■ Task to carry out ■
For this task, output every entry below exactly and omit the pictures.

■ Available records ■
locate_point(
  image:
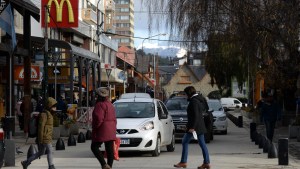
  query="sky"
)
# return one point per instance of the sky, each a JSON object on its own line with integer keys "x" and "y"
{"x": 141, "y": 28}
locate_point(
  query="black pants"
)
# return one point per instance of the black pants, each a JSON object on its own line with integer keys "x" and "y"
{"x": 109, "y": 148}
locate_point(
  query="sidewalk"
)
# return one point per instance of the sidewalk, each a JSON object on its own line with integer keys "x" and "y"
{"x": 280, "y": 132}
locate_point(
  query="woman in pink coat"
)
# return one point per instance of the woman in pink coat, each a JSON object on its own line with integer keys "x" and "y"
{"x": 104, "y": 128}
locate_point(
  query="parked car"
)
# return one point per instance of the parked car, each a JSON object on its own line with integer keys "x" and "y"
{"x": 231, "y": 103}
{"x": 177, "y": 106}
{"x": 144, "y": 124}
{"x": 220, "y": 120}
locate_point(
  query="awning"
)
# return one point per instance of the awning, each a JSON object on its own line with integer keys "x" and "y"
{"x": 65, "y": 45}
{"x": 26, "y": 5}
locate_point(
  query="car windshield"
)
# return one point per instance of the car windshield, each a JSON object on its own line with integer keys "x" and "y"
{"x": 134, "y": 110}
{"x": 215, "y": 106}
{"x": 177, "y": 104}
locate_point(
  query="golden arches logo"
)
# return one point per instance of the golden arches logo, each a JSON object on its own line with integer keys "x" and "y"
{"x": 59, "y": 8}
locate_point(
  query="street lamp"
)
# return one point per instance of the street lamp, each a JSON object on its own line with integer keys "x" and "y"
{"x": 163, "y": 34}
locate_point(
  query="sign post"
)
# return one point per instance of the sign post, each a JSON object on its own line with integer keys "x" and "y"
{"x": 108, "y": 72}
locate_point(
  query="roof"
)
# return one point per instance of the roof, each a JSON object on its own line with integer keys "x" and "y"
{"x": 26, "y": 5}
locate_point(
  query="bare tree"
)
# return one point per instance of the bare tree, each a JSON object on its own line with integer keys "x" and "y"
{"x": 241, "y": 35}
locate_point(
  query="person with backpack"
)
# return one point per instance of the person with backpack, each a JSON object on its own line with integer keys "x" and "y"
{"x": 196, "y": 108}
{"x": 44, "y": 138}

■ Answer box ■
locate_point(
  image:
  query="sky"
)
# return one point per instance of the sky, each a JSON object on its own line with integer keys "x" and "y"
{"x": 141, "y": 28}
locate_point(
  query="black pants"
)
# return one point per instance of the black pants, each a JSON object on its own line with integer keys "x" and "y"
{"x": 109, "y": 148}
locate_point(
  query="sidewalk"
)
# return one point per instance of the sidewalk, each a JSON object on its own line with integer keys "x" and "y"
{"x": 280, "y": 132}
locate_point(
  query="woman in pink coat"
)
# return one point per instance of the woman in pink coat, each a JSON object on its own line with integer keys "x" and "y"
{"x": 104, "y": 128}
locate_point(
  query="parked car"
)
# return one point per instance of the parked car, each a JSON object on its own line with integer keys "x" and "y"
{"x": 231, "y": 103}
{"x": 177, "y": 106}
{"x": 144, "y": 124}
{"x": 220, "y": 120}
locate_point(
  query="awning"
)
# return one point per instance of the awning, each a JSON object on its own line with integer keys "x" and "y"
{"x": 65, "y": 45}
{"x": 26, "y": 5}
locate_point(
  query="car windshield"
)
# return one point per instance of the car windshield, each a JSON object on its own line with integer keys "x" and "y"
{"x": 134, "y": 110}
{"x": 215, "y": 106}
{"x": 177, "y": 104}
locate_point(
  query="golden arches logo"
)
# return one point per instance of the golden arches logo, each a JSON object on its own line with integer keys "x" and "y"
{"x": 59, "y": 8}
locate_point(
  query="street lamp"
)
# return one point per instance of the street lamp, each a JSON object on its own line with integer keys "x" and "y"
{"x": 163, "y": 34}
locate_point(
  query="sign post"
)
# return one point per instance of the sign post, each a JSON object on its own line with integer keys "x" and "y"
{"x": 108, "y": 72}
locate_point(
  query="roof"
)
# return one point per instance of the roof, each a JSON object on its own line with integer keys "x" and "y"
{"x": 26, "y": 5}
locate_point(
  query="bare tree"
)
# return one point per instance of the bare tree, each a JSON object on its own line with integer keys "x" and "y"
{"x": 241, "y": 35}
locate_point(
  query="person with backpack"
)
# return one point per instance of the person with backpack, each a JSON object on its own line with integer keys "x" and "y"
{"x": 196, "y": 108}
{"x": 44, "y": 138}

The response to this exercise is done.